WHAT THIS TASK INVOLVES: From the records below, transcribe only the lines running from the one with "target | hiker on path" through the one with "target | large chalet". Keep both of those end lines.

RECORDED INFORMATION:
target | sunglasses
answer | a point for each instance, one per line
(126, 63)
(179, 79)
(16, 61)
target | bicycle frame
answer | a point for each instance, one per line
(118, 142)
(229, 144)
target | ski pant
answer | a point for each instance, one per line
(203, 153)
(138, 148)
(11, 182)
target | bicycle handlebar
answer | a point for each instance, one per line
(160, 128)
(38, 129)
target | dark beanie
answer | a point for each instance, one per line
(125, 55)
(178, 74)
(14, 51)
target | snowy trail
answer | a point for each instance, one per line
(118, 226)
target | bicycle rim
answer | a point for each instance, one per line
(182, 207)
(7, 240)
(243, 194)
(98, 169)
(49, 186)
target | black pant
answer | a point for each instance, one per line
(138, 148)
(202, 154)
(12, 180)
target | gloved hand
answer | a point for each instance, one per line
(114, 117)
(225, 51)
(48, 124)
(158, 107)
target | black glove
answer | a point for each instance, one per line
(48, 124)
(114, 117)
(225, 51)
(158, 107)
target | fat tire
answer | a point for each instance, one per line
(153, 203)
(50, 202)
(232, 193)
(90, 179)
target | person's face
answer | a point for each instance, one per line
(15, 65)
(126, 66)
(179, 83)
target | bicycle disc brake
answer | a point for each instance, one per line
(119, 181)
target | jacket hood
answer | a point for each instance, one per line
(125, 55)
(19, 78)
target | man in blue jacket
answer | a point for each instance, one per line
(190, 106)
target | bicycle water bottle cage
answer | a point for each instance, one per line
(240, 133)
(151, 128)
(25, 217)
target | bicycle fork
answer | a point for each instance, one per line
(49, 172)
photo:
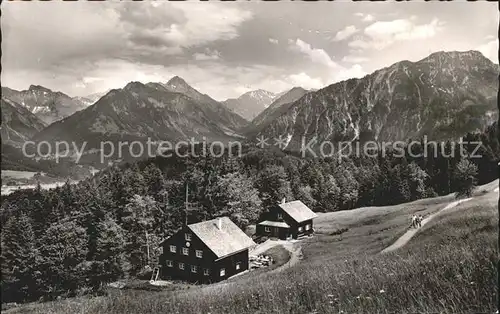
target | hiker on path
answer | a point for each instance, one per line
(413, 221)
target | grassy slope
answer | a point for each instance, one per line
(449, 267)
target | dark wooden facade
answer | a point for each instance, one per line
(277, 214)
(204, 268)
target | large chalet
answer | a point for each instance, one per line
(286, 220)
(205, 252)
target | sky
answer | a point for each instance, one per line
(225, 49)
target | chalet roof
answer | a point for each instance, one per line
(274, 224)
(225, 241)
(298, 211)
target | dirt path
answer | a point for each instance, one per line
(410, 233)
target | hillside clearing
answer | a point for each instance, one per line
(449, 266)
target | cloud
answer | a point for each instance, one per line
(345, 33)
(316, 55)
(207, 55)
(490, 50)
(273, 41)
(380, 35)
(169, 27)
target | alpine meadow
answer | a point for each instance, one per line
(250, 157)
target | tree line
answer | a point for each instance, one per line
(75, 238)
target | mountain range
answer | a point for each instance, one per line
(18, 123)
(160, 111)
(250, 104)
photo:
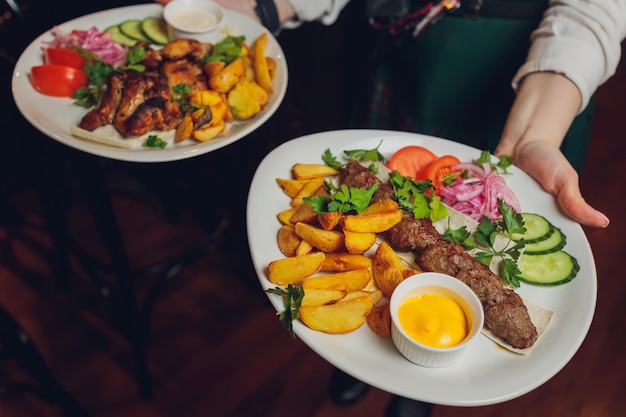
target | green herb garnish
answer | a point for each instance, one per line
(292, 300)
(343, 199)
(154, 141)
(417, 197)
(483, 239)
(97, 73)
(358, 155)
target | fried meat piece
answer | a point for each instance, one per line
(146, 105)
(412, 234)
(505, 313)
(357, 176)
(105, 112)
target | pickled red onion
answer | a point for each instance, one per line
(478, 195)
(99, 43)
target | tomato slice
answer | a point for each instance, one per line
(64, 56)
(57, 80)
(408, 161)
(438, 169)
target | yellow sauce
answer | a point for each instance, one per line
(433, 320)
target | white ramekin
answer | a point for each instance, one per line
(434, 283)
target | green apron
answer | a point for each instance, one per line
(455, 82)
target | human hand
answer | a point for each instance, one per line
(544, 109)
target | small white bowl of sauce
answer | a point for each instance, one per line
(193, 19)
(435, 317)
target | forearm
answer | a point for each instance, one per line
(580, 39)
(544, 108)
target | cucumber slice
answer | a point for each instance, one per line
(132, 29)
(555, 242)
(537, 228)
(118, 36)
(155, 29)
(550, 269)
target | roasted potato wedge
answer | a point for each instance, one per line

SOLVED PROBLEM:
target | hiker on path
answer | a point for each instance, one per line
(413, 221)
target | grassy slope
answer | a point for each instance, one per line
(449, 267)
target | dark wooden facade
answer | a point for each instance, one per line
(277, 214)
(204, 268)
target | large chalet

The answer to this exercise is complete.